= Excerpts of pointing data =
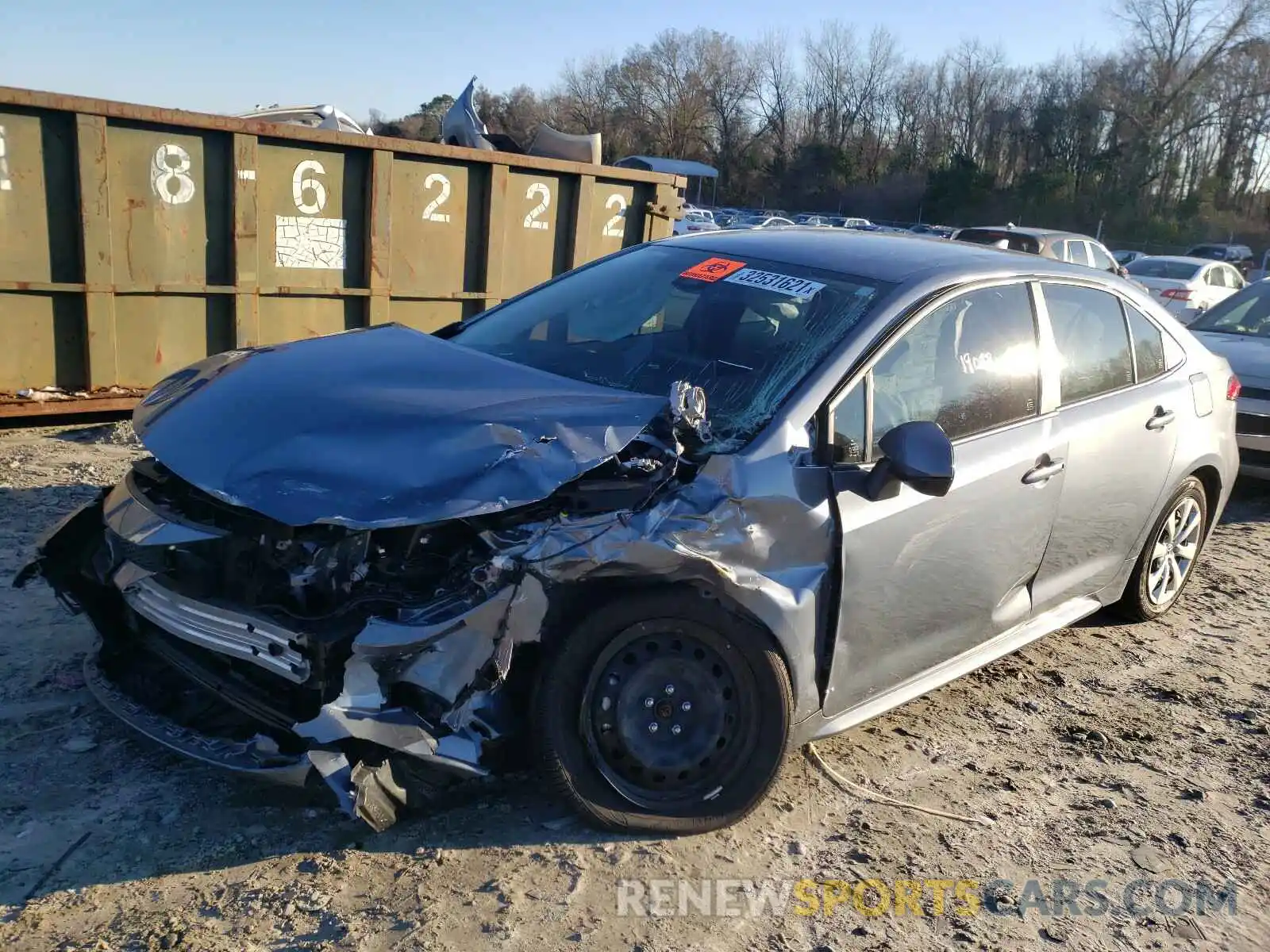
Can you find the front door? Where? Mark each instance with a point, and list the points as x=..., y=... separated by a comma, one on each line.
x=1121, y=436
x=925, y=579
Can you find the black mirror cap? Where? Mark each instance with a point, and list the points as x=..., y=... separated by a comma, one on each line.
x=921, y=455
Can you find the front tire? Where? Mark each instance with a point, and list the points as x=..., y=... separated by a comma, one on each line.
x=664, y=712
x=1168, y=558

---

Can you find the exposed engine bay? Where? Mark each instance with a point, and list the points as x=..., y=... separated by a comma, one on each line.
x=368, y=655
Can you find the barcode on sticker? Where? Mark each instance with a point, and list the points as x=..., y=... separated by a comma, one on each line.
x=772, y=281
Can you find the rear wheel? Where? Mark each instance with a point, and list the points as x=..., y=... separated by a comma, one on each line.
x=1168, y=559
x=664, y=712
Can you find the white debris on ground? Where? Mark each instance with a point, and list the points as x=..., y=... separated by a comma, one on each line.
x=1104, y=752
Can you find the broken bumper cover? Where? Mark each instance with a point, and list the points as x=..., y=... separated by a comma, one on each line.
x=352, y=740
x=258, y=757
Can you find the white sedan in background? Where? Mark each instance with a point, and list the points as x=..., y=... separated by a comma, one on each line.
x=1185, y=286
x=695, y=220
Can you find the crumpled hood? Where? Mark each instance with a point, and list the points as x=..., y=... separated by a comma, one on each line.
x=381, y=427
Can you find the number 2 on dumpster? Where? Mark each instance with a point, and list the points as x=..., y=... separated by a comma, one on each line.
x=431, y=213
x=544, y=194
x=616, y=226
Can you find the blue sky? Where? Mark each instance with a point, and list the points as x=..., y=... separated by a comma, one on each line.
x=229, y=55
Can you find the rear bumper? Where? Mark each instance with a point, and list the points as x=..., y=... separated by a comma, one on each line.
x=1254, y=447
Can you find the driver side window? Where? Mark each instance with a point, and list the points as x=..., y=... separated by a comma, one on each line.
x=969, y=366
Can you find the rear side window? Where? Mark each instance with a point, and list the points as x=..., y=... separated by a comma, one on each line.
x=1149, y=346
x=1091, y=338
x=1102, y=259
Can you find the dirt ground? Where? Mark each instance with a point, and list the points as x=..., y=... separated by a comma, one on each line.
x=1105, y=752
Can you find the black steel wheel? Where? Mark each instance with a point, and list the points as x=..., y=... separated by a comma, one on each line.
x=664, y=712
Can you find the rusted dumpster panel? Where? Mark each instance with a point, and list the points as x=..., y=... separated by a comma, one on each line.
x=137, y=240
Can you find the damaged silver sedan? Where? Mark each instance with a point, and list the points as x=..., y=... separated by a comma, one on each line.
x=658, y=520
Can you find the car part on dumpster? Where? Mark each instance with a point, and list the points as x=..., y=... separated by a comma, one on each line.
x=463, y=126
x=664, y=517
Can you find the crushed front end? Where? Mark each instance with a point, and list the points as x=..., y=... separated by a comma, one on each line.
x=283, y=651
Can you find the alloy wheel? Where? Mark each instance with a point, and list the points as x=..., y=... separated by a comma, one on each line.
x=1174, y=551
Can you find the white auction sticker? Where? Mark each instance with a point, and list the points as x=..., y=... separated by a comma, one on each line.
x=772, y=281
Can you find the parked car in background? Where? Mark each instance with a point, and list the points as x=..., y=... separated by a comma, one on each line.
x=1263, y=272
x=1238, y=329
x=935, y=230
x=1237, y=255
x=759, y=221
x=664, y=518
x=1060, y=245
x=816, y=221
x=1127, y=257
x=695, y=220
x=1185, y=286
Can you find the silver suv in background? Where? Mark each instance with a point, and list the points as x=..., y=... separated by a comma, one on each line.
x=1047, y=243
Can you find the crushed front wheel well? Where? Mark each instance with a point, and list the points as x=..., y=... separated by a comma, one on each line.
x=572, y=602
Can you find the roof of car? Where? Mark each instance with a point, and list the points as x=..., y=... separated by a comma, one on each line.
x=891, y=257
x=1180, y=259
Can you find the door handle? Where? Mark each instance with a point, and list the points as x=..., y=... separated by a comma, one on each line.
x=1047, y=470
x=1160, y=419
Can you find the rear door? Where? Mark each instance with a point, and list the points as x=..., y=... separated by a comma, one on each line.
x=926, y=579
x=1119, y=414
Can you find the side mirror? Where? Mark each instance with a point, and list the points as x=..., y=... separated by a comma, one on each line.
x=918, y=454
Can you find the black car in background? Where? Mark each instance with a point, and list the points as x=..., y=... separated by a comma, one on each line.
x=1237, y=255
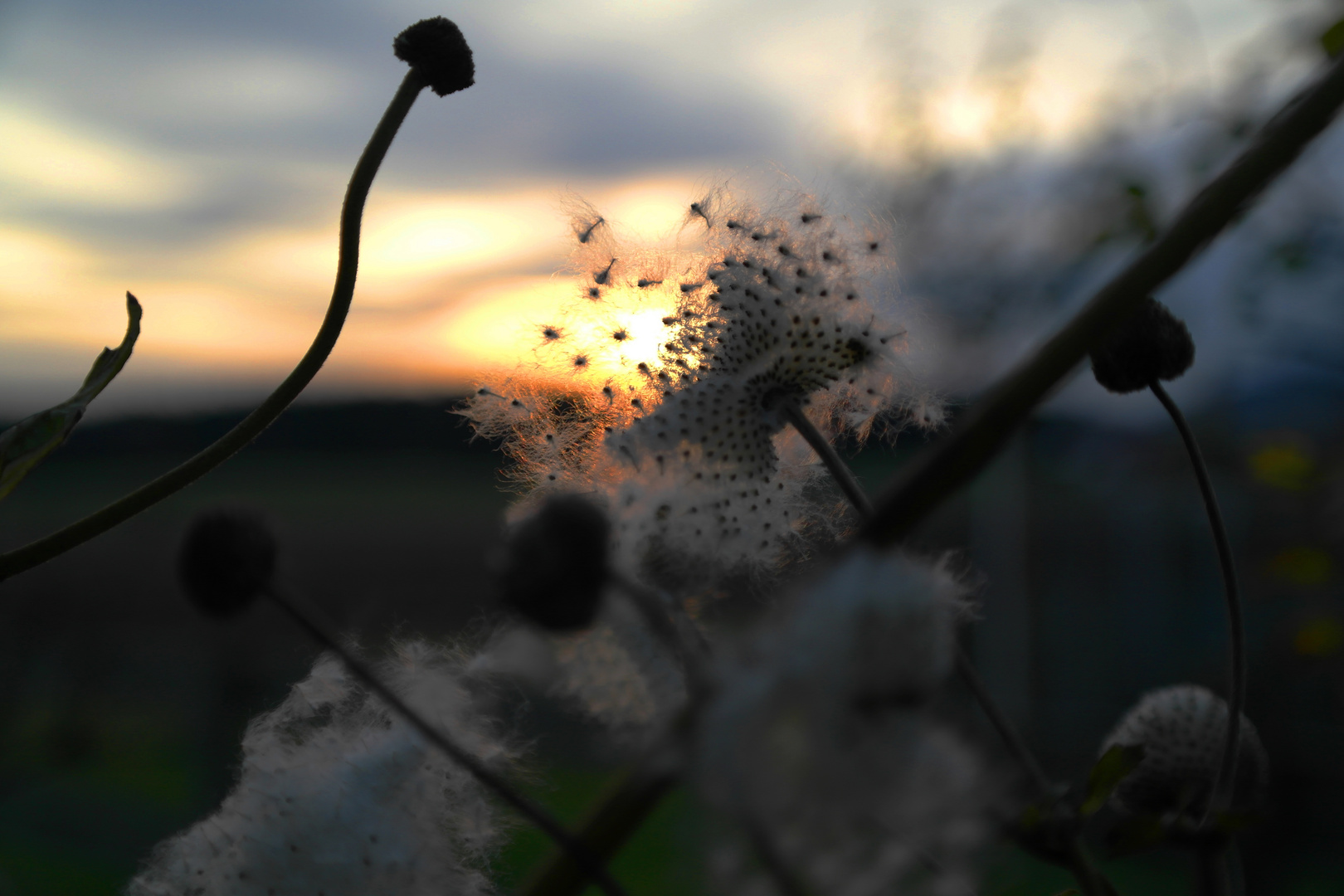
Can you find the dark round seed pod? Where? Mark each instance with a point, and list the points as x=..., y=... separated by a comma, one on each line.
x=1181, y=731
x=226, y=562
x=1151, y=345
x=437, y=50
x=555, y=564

= Stated goal =
Write out the items word for word, starting at the line that contains "Can you find the crushed front end?" and ending at the line that contains "x=1160, y=419", both included.

= Correct response =
Can you find the crushed front end? Where? Mark each instance with a point, and list the points as x=..., y=... separated by a comma, one on each line.
x=283, y=651
Can you find the alloy wheel? Where? Mark each instance with a point, and list the points as x=..., y=... separated by a comma, one on each line.
x=1174, y=551
Can you find the white auction sticker? Where? Mark each instance with a point, and list the points as x=..., y=... separated by a comma, one on each line.
x=772, y=281
Can you find the parked car in background? Where? Mark each instance with a point, and list the points as x=..., y=... separated by a comma, one on each line.
x=1263, y=272
x=1238, y=329
x=935, y=230
x=1237, y=255
x=759, y=221
x=664, y=518
x=1060, y=245
x=816, y=221
x=1127, y=257
x=695, y=220
x=1185, y=286
Can you find the silver suv in background? Where? Mark each instance with a point, and list the points as x=..., y=... separated by a comma, one on each line.
x=1047, y=243
Can you find the crushed front wheel well? Where? Mark each instance with a point, and list the points as x=..., y=... separated by a comma, one on each line.
x=572, y=602
Can you find the roof of car? Where? Mark each instance with a point, and list the points as x=..., y=... separated by a comma, one on each line.
x=891, y=257
x=1180, y=259
Can you find the door handle? Where? Mark each instance with a point, and list the points as x=..., y=... separated by a comma, one on each line.
x=1047, y=470
x=1160, y=419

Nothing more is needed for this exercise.